━━━━━ STUDY MATERIAL

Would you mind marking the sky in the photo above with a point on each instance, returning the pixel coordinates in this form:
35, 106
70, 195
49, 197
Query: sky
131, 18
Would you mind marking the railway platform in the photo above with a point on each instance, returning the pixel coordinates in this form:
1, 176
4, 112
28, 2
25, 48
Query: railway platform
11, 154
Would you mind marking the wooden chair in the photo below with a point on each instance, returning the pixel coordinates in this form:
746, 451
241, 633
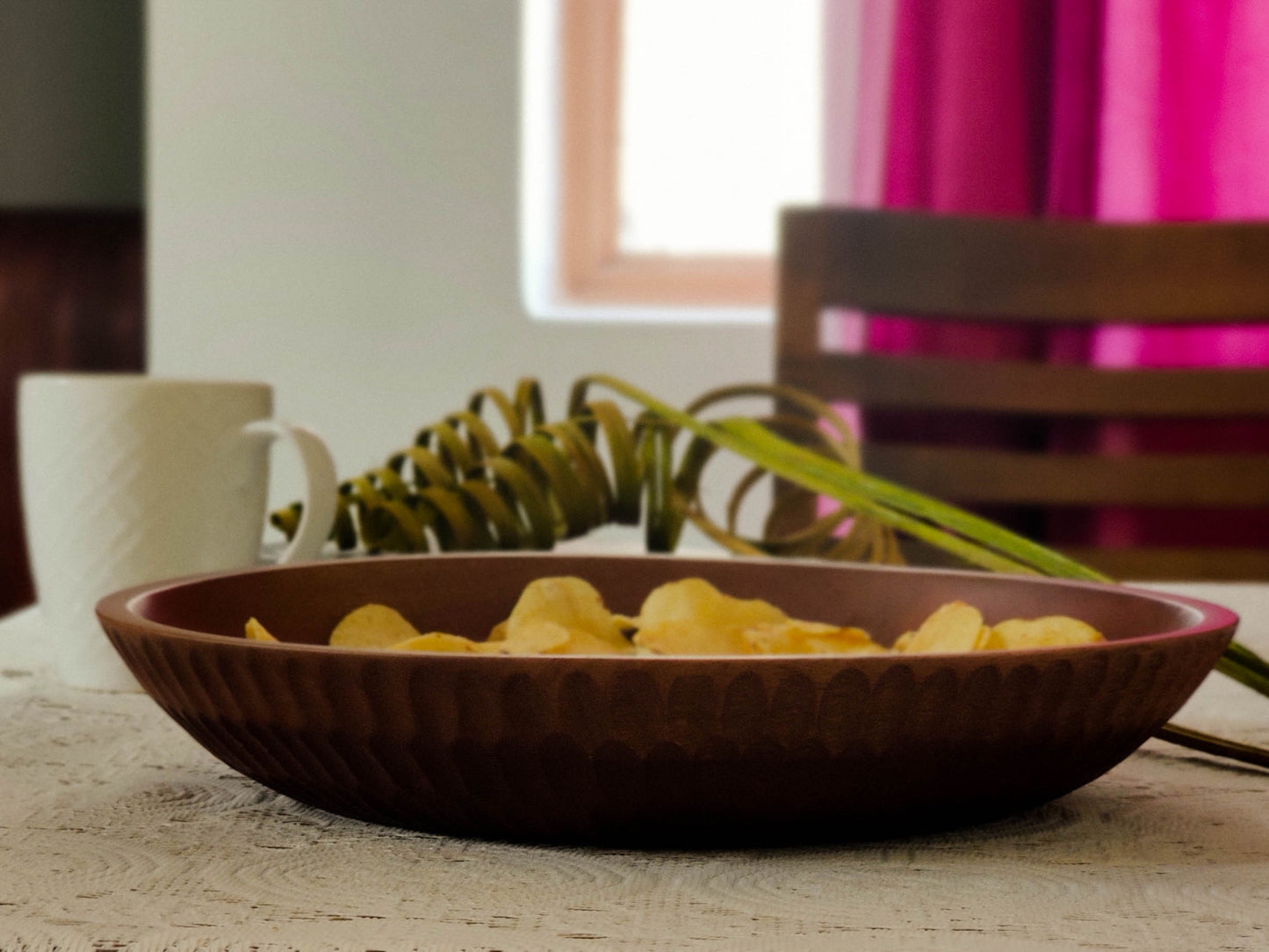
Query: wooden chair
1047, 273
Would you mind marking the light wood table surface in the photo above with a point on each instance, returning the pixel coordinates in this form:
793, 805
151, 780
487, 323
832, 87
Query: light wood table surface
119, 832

━━━━━━━━━━

> [AIM OF THE TASK]:
Lines from the one containing "Would you mind marking the light" to the end of the data are to be printed exactly, including the first and last.

> [ANSWER SPACE]:
Would you mind marking the light wood table surface in the photo above with a point on each instance, returning the pixel coordinates in this form:
793, 805
151, 780
487, 323
832, 87
Query: light wood table surface
119, 832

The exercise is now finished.